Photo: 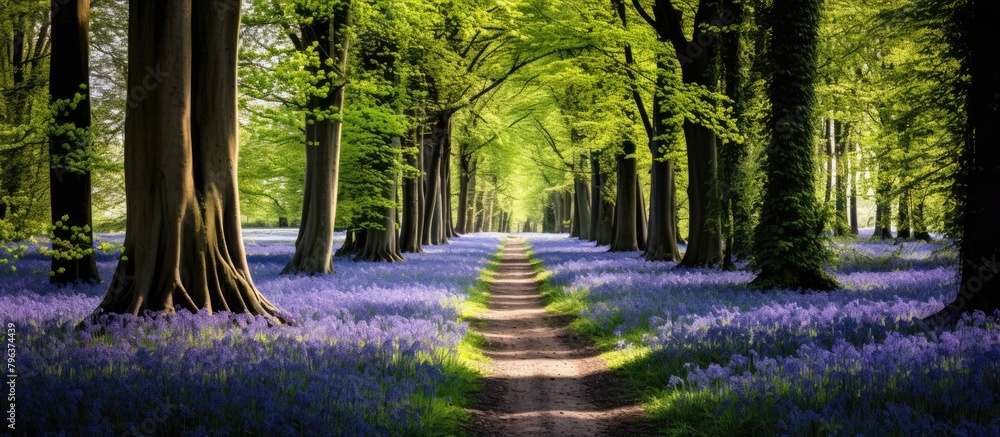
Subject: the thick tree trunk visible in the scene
[678,121,722,267]
[286,5,349,275]
[423,112,452,246]
[645,159,681,261]
[750,0,838,290]
[99,0,290,323]
[355,137,403,262]
[399,134,423,253]
[946,2,1000,314]
[48,0,101,284]
[608,140,639,252]
[872,182,892,240]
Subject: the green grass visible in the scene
[528,240,773,436]
[426,238,504,436]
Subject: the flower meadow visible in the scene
[0,229,500,436]
[528,235,1000,436]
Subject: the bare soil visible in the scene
[468,237,656,437]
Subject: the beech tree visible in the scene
[49,0,101,284]
[99,0,290,323]
[750,0,838,290]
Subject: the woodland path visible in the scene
[469,237,655,437]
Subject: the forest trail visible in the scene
[469,237,655,437]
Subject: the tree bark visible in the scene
[946,2,1000,314]
[399,132,423,253]
[354,137,403,262]
[831,121,850,237]
[49,0,101,284]
[896,190,913,240]
[608,140,639,252]
[750,0,838,290]
[573,171,594,241]
[847,144,861,236]
[99,0,290,323]
[422,112,452,246]
[282,2,350,275]
[678,121,722,267]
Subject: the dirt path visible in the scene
[469,237,655,437]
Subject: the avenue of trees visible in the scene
[0,0,1000,323]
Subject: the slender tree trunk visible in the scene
[569,191,580,238]
[455,150,472,234]
[608,140,639,252]
[635,176,649,251]
[831,121,850,237]
[286,4,350,275]
[822,118,837,207]
[99,0,290,323]
[913,190,931,241]
[945,1,1000,314]
[750,0,838,290]
[355,137,403,262]
[872,180,892,240]
[573,172,594,241]
[589,152,603,241]
[49,0,101,284]
[423,112,452,246]
[847,144,861,236]
[896,190,913,240]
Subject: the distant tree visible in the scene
[99,0,289,323]
[750,0,838,290]
[49,0,101,284]
[283,0,351,274]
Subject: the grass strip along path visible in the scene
[469,237,654,436]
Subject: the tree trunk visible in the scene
[355,137,403,262]
[573,175,594,241]
[847,144,861,236]
[831,121,850,237]
[872,180,892,240]
[896,190,913,240]
[286,4,350,275]
[464,164,476,232]
[678,121,722,267]
[399,133,423,253]
[455,150,472,234]
[423,112,452,246]
[750,0,838,290]
[589,152,603,241]
[946,2,1000,314]
[49,0,101,284]
[645,158,681,261]
[99,0,290,323]
[608,140,639,252]
[913,190,931,241]
[635,175,649,251]
[569,192,580,238]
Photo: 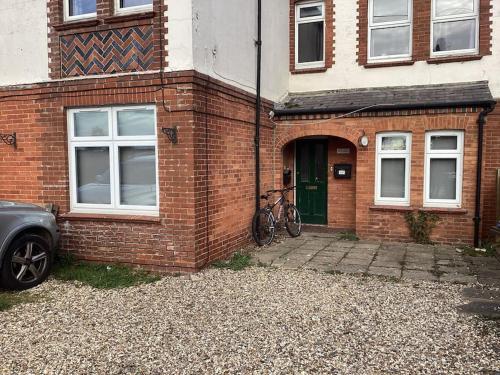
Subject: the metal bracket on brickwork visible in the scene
[0,133,17,148]
[161,126,179,145]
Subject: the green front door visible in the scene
[295,139,328,224]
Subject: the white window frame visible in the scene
[424,130,464,208]
[63,0,97,21]
[115,0,152,14]
[430,0,479,57]
[375,132,412,206]
[295,0,330,69]
[367,0,413,62]
[67,105,160,216]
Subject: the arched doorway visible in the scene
[283,136,357,230]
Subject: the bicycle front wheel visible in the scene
[252,208,275,246]
[285,204,302,237]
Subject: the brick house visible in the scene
[0,0,500,271]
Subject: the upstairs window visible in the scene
[115,0,153,13]
[432,0,479,56]
[375,133,411,206]
[295,2,325,68]
[368,0,412,60]
[64,0,97,21]
[424,131,464,207]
-- -- --
- **EXERCISE DETAILS**: Rewrite every row above, changing "visible in the scene" to "shown in the photo" wherever it occurs and keeping everything else the same. Leave the pictures out of your answer.

- **ANSWER FOR THIS EXERCISE**:
Photo: 
Subject: the thick tree trunk shown in the photo
[678,121,722,267]
[286,5,349,275]
[423,112,452,246]
[645,159,681,261]
[750,0,838,290]
[99,0,290,323]
[355,137,403,262]
[399,134,423,253]
[946,2,1000,314]
[48,0,101,284]
[608,140,639,252]
[872,182,892,240]
Subject: the green grass shown in the photo
[528,240,773,436]
[426,238,504,436]
Subject: the flower meadow shown in the photo
[0,229,500,436]
[528,235,1000,436]
Subject: the bare soil shown in the photo
[468,237,656,437]
Subject: the beech tree shown in the photo
[49,0,101,284]
[99,0,290,323]
[750,0,838,290]
Subject: the woodland path shown in the photo
[469,237,655,437]
Subject: the forest trail shown in the photo
[469,237,655,437]
Subject: the tree bark shown in the photo
[946,2,1000,314]
[399,132,423,253]
[354,137,403,262]
[831,121,850,237]
[49,0,101,284]
[896,190,913,240]
[608,140,639,252]
[750,0,838,290]
[573,171,594,241]
[847,144,861,236]
[99,0,290,323]
[422,112,452,246]
[282,2,350,275]
[678,121,722,267]
Subject: the dirt path shown in the photo
[469,237,655,437]
Subject: the avenue of trees shown in the photo
[0,0,1000,323]
Subject: the slender tree trunk shown in the photo
[569,191,580,238]
[455,150,472,234]
[608,140,639,252]
[635,176,649,251]
[831,121,850,237]
[286,4,350,275]
[822,118,837,207]
[99,0,290,323]
[913,190,931,241]
[945,1,1000,314]
[750,0,838,290]
[355,137,403,262]
[872,180,892,240]
[573,172,594,241]
[589,152,603,241]
[49,0,101,284]
[423,112,452,246]
[847,144,861,236]
[896,190,913,240]
Subject: the distant tree shown in the photo
[99,0,289,323]
[750,0,838,290]
[49,0,101,284]
[283,0,351,274]
Subject: the grass strip along path shown in the photo
[469,237,654,436]
Subject: the tree trunk shown in the photo
[355,137,403,262]
[573,175,594,241]
[847,144,861,236]
[831,121,850,237]
[872,180,892,240]
[896,190,913,240]
[286,4,350,275]
[464,164,476,232]
[678,121,722,267]
[399,133,423,253]
[455,150,472,234]
[423,112,452,246]
[750,0,838,290]
[589,152,603,241]
[946,2,1000,314]
[49,0,101,284]
[645,158,681,261]
[99,0,290,323]
[608,140,639,252]
[913,190,931,241]
[635,175,649,251]
[569,192,580,238]
Photo: 
Subject: the metal bracket on brickwork shown in the photo
[0,133,17,148]
[161,126,179,145]
Subject: the green front door shown in the photo
[295,139,328,224]
Subject: the white window frame shown in the photo
[424,130,464,208]
[63,0,97,21]
[115,0,152,14]
[430,0,479,57]
[375,132,412,206]
[295,0,330,69]
[367,0,413,62]
[67,105,160,216]
Subject: the arched doorway shown in the photo
[283,136,357,230]
Subject: the bicycle front wheel shown in the photo
[252,208,275,246]
[285,204,302,237]
Subject: the brick house shown in the photo
[0,0,500,271]
Subject: the upstairs window shown in the photo
[115,0,153,13]
[432,0,479,56]
[375,133,411,206]
[295,2,325,68]
[368,0,412,60]
[64,0,97,21]
[424,131,464,207]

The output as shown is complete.